*Task requirements*.
Using the listing below, output only the lines from the one that contains "Integration test — verify detection of the asphalt" through the one that contains "Integration test — verify detection of the carved", inclusive, exactly as given and without images.
+ + + +
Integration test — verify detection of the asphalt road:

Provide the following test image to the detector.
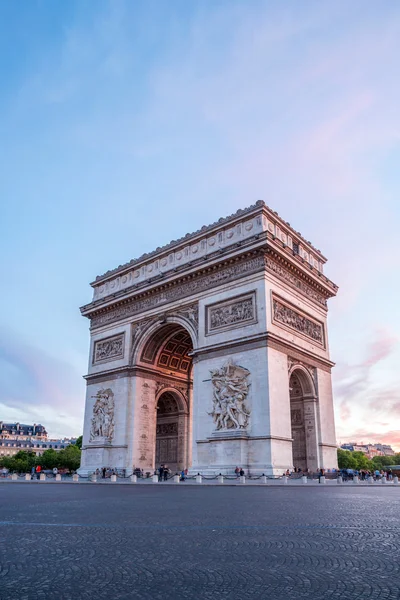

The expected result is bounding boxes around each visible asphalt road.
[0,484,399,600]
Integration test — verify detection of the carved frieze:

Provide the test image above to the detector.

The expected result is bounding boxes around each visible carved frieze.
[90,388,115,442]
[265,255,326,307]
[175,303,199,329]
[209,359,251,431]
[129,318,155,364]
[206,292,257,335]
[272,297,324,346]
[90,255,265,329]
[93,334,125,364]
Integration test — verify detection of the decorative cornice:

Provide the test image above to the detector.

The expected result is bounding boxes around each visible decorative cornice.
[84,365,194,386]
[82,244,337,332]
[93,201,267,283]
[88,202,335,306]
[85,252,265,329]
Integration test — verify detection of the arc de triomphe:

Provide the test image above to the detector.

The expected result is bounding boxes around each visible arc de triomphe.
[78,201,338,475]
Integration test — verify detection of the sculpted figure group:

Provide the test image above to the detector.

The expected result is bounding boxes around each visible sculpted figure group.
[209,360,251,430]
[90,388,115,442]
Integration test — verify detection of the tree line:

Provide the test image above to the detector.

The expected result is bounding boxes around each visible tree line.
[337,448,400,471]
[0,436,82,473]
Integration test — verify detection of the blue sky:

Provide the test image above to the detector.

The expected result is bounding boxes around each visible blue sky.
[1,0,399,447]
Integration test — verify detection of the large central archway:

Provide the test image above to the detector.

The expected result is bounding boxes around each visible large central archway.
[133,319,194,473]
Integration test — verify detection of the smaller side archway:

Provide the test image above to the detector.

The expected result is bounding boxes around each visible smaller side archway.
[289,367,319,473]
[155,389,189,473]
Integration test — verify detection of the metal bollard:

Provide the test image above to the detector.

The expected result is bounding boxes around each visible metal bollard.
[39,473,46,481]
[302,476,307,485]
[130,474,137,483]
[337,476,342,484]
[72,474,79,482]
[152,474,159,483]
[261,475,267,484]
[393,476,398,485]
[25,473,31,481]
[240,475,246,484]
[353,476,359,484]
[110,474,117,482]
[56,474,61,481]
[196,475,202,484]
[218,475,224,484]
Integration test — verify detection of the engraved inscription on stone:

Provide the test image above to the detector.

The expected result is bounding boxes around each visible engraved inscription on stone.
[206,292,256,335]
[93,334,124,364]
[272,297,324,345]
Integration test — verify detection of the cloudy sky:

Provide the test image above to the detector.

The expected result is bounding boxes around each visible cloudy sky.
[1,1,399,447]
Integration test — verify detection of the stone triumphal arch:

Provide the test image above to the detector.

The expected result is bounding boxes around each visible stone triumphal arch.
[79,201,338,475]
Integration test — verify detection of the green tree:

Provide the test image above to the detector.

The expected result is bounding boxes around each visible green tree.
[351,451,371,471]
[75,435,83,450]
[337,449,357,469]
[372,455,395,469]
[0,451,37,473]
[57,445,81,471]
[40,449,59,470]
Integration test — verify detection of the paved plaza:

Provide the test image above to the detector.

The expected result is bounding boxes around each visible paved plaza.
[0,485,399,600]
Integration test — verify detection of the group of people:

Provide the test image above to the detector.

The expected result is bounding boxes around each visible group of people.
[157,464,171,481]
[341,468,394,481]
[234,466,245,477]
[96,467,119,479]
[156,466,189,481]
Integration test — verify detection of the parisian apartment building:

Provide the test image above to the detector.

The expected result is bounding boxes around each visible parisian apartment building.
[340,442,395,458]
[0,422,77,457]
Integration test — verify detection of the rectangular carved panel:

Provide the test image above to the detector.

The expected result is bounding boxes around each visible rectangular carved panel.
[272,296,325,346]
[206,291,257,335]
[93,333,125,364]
+ + + +
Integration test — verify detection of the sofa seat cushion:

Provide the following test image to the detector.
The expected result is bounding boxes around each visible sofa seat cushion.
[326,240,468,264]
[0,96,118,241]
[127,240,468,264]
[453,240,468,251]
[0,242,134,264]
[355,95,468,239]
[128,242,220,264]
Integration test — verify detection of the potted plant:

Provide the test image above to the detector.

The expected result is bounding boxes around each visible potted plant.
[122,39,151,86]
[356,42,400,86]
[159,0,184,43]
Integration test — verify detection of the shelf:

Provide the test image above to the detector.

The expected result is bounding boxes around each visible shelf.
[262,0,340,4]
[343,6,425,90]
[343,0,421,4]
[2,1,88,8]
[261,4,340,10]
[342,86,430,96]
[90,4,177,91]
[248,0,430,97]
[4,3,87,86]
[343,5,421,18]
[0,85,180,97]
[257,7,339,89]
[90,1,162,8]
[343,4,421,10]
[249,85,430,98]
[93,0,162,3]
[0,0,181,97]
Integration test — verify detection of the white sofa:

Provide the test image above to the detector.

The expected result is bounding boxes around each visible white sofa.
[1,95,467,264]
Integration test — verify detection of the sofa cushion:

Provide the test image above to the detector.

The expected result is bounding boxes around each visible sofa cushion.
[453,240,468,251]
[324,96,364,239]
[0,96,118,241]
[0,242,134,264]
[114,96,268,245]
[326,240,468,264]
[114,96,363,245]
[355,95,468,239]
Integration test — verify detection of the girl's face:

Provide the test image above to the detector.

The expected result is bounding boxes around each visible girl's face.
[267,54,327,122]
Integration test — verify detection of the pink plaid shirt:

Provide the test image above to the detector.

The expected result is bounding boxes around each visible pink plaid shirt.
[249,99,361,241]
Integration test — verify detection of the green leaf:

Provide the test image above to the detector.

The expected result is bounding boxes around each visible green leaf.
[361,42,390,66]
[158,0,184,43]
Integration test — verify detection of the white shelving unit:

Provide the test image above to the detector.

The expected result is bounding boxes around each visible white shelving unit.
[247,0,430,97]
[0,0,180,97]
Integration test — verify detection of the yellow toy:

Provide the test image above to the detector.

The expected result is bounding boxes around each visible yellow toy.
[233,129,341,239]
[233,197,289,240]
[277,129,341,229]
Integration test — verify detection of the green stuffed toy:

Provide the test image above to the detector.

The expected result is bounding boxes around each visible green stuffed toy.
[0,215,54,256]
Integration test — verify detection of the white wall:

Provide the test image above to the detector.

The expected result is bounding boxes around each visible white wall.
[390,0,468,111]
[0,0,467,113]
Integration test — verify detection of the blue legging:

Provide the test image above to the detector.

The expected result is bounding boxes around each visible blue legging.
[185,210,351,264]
+ + + +
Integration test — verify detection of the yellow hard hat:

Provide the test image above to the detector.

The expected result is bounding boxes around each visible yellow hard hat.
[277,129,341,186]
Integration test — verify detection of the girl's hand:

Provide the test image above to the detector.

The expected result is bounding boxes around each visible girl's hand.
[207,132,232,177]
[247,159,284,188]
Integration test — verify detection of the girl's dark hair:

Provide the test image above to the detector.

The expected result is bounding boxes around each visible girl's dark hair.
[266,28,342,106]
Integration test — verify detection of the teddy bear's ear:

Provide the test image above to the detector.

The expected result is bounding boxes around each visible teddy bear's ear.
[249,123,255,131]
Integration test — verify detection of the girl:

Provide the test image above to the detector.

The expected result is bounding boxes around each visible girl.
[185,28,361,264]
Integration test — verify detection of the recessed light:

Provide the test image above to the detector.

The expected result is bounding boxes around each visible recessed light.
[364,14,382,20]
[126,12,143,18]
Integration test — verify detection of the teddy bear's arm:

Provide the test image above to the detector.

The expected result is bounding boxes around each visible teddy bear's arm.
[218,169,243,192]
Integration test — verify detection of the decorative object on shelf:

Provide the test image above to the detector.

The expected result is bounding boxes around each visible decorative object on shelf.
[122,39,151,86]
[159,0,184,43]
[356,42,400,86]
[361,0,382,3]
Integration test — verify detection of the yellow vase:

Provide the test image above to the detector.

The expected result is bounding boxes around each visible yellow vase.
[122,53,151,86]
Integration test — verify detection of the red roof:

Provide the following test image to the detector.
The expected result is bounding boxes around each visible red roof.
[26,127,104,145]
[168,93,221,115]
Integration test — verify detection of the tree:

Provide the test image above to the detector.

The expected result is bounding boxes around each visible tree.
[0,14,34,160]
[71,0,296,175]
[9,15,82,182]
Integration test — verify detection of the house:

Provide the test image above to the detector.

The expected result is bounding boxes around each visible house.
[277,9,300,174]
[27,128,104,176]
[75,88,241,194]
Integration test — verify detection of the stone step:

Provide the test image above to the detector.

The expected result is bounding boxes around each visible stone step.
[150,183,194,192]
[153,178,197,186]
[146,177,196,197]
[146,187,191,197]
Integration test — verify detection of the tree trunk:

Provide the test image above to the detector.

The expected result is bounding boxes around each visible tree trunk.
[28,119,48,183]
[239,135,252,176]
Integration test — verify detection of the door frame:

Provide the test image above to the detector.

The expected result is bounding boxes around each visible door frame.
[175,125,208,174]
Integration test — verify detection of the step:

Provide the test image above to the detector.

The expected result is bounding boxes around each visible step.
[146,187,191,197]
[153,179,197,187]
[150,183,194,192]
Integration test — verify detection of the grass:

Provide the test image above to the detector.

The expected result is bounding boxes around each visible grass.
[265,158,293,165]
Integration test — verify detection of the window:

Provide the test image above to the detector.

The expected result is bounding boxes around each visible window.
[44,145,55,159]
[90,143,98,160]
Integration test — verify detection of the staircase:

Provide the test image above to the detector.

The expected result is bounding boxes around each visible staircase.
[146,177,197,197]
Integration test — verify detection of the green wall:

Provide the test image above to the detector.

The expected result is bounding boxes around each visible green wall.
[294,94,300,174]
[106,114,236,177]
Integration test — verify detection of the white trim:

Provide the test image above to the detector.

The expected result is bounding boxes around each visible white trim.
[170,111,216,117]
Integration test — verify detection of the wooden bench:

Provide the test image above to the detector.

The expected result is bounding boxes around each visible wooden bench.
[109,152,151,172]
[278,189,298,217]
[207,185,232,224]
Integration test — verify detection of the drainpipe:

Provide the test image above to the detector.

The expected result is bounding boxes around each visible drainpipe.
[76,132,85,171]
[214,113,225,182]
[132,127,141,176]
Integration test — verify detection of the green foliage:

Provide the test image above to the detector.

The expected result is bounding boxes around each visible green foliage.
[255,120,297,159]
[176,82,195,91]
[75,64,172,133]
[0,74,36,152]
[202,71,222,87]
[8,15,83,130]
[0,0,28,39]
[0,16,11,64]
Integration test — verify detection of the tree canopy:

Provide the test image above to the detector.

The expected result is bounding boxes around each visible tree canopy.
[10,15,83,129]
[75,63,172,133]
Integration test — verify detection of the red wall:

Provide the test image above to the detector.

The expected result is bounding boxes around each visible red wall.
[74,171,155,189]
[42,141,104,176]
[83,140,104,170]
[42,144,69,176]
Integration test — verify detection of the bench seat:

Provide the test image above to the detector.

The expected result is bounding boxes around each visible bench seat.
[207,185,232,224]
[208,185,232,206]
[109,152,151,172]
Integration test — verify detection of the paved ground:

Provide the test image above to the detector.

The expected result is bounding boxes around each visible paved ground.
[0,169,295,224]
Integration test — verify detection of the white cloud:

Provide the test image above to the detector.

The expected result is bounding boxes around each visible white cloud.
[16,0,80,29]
+ + + +
*Task response*.
Integration test — verify detection of the asphalt road:

Provide the following test image to the detector.

The expected result is bounding boxes around each visible asphalt road.
[0,484,399,600]
Integration test — verify detection of the carved frieze:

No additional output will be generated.